The Financial Times, June 17:

Lenders to San Francisco’s beleaguered commercial real estate market are braced for defaults on billions of dollars of debt after the owners of the city’s largest shopping mall and biggest hotel ceased loan payments and handed back the keys on what was once the city’s most valuable property.

This week, Westfield and Brookfield Properties announced they had stopped making payments on a $558mn loan secured against San Francisco’s sprawling downtown mall that they have owned since 2002, and would surrender the premises to its lenders.

Days earlier, New York-listed Park Hotels & Resorts said it expected to hand over ownership of two of its prime San Francisco hotels — the Hilton Union Square and Parc 55 — after it stopped making payments on a $725mn loan. The hotels were valued at more than $1.5bn when the loan was issued in 2016, suggesting that its owners believe their value has more than halved.

The large defaults were the latest in a number of distress signals by landlords of offices, hotels, apartment blocks and retailers in San Francisco. The city has been struggling with a steep decline in tourism and business travel since the coronavirus pandemic, downsizing by technology companies, an exodus of residents, and international scrutiny over crime, drug use and homelessness.

DATA:

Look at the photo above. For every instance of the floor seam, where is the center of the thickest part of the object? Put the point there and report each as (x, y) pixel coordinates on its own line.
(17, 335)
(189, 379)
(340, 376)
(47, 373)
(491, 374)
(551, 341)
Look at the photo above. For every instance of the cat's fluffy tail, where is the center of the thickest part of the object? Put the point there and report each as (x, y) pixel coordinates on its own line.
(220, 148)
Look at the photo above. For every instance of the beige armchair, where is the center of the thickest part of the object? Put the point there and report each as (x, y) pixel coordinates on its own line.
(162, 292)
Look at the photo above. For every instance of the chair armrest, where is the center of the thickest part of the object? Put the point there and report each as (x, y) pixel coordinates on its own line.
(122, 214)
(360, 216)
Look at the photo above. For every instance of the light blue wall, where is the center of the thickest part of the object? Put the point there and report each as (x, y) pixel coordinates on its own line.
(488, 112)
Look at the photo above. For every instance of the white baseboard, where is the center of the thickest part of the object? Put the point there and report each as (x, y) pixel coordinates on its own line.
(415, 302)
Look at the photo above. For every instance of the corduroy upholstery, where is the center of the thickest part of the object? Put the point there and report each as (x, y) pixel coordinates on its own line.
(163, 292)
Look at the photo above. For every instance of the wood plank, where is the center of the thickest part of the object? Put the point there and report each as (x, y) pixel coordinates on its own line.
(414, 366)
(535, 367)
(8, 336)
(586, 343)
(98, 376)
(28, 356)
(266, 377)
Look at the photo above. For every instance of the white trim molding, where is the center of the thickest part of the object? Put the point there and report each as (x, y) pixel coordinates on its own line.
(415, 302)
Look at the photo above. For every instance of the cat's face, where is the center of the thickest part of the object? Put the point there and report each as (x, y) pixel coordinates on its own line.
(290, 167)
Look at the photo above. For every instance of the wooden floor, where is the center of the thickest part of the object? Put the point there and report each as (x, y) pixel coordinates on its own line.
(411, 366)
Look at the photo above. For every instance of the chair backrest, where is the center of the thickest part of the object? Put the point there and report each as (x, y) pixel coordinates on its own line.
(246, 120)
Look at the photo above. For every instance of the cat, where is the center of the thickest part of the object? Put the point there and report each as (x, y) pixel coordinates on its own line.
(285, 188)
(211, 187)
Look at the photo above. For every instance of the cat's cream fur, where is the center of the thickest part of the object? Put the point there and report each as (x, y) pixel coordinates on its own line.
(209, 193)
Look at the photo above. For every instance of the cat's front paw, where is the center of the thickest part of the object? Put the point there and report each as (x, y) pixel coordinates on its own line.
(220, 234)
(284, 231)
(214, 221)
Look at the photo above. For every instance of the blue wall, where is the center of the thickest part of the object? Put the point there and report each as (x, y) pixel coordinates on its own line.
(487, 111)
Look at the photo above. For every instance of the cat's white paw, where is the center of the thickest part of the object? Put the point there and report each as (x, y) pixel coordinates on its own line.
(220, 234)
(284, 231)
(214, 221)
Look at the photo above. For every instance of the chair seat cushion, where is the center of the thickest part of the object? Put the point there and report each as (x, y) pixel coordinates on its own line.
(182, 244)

...

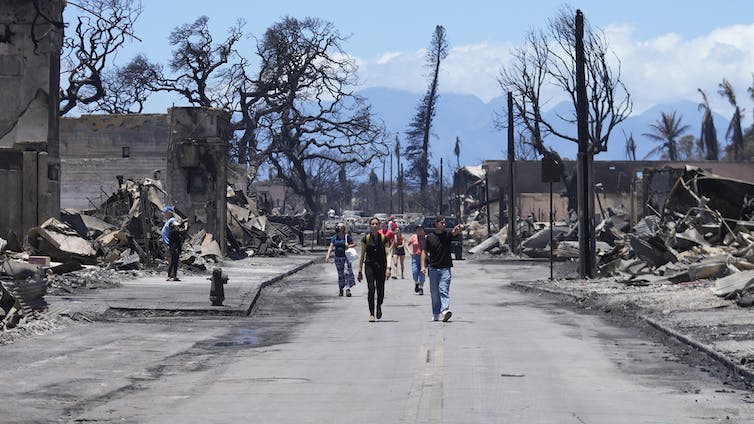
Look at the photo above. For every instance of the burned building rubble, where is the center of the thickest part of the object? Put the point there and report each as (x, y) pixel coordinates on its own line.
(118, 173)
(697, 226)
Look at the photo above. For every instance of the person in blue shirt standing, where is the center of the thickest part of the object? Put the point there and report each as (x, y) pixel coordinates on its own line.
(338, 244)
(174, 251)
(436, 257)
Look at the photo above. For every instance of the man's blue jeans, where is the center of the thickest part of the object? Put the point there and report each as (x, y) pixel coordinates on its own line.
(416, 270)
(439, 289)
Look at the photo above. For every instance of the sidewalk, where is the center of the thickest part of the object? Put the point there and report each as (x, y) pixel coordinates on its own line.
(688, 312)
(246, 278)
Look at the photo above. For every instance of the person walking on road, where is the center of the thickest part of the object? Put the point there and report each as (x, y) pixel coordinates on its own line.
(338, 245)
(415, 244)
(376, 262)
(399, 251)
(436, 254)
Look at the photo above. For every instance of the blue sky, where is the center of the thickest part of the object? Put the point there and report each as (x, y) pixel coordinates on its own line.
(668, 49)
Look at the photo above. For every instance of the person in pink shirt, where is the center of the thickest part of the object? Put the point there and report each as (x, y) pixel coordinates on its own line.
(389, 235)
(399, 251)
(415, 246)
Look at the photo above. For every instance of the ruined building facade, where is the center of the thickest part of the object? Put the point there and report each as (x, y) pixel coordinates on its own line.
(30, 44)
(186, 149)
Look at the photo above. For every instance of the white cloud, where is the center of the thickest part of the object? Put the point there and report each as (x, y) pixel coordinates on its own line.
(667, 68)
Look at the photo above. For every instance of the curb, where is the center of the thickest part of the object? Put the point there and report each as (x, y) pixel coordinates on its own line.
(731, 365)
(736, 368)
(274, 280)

WHAT THIS TASK INVOLVES: Translate this sentence from the excerpt on San Francisco commercial real estate into Spanish: "The large defaults were the latest in a number of distress signals by landlords of offices, hotels, apartment blocks and retailers in San Francisco."

SOLUTION: Los grandes impagos fueron los más recientes de una serie de señales de dificultades por parte de los propietarios de oficinas, hoteles, edificios de apartamentos y comercios minoristas en San Francisco.